REQUIRED ACTION: What is needed is an exact copy of all the data.

SOURCE MATERIAL:
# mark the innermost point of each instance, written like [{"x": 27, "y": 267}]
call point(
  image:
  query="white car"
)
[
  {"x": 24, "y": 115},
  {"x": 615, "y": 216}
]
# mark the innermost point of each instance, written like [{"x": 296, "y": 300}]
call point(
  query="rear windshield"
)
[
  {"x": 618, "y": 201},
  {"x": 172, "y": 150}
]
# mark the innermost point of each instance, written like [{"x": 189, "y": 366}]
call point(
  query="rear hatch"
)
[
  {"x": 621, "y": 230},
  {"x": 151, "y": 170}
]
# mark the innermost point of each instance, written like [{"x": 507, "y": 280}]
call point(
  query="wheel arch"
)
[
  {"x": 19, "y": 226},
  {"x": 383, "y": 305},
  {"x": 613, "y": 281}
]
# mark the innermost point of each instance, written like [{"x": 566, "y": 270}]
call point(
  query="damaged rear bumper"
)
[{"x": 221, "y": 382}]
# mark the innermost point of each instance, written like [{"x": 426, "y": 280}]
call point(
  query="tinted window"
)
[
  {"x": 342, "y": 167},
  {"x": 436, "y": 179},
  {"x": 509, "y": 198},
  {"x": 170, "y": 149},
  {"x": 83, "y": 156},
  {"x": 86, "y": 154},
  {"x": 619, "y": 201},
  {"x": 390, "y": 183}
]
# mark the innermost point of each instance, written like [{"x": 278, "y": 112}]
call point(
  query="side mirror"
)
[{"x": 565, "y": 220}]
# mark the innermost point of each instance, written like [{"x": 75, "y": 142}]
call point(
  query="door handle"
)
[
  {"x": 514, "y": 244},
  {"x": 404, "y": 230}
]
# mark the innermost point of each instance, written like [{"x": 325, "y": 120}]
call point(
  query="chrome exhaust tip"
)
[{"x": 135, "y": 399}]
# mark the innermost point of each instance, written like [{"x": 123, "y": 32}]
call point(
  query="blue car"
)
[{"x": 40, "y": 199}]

TASK OUTPUT:
# mark the innermost point of each instance, written like [{"x": 27, "y": 267}]
call point(
  image:
  query="white car"
)
[
  {"x": 24, "y": 115},
  {"x": 615, "y": 216}
]
# mark the innermost point of each instance, written like [{"x": 296, "y": 300}]
call point(
  query="rear windshield"
)
[
  {"x": 618, "y": 201},
  {"x": 172, "y": 150}
]
# mark the innermost point of each instance, written like [{"x": 189, "y": 366}]
call point(
  query="rear hatch"
)
[
  {"x": 621, "y": 230},
  {"x": 151, "y": 170}
]
# mark the innermost point of each instance, written like [{"x": 507, "y": 280}]
call point(
  query="wheel arch"
)
[
  {"x": 19, "y": 226},
  {"x": 383, "y": 305},
  {"x": 613, "y": 281}
]
# mark the innermost point of each instance, written like [{"x": 566, "y": 270}]
call point(
  query="damaged rear bumper"
)
[{"x": 221, "y": 382}]
# mark the innermost point of each instance, written like [{"x": 426, "y": 280}]
call point(
  query="tinted window"
)
[
  {"x": 342, "y": 167},
  {"x": 436, "y": 179},
  {"x": 509, "y": 198},
  {"x": 170, "y": 149},
  {"x": 83, "y": 156},
  {"x": 86, "y": 154},
  {"x": 619, "y": 201},
  {"x": 390, "y": 183}
]
# mark the innermost point of each instance, written like [{"x": 278, "y": 112}]
call point(
  query="side mirror"
)
[{"x": 565, "y": 220}]
# mark the innermost point of each instance, written like [{"x": 75, "y": 142}]
call point(
  query="door handle"
)
[
  {"x": 514, "y": 244},
  {"x": 404, "y": 230}
]
# mark the innermost point of each instance, written like [{"x": 325, "y": 120}]
call point(
  query="chrome exhaust tip"
)
[{"x": 135, "y": 399}]
# mark the innermost point of each instance, written like [{"x": 123, "y": 32}]
call point(
  query="blue car"
)
[{"x": 40, "y": 199}]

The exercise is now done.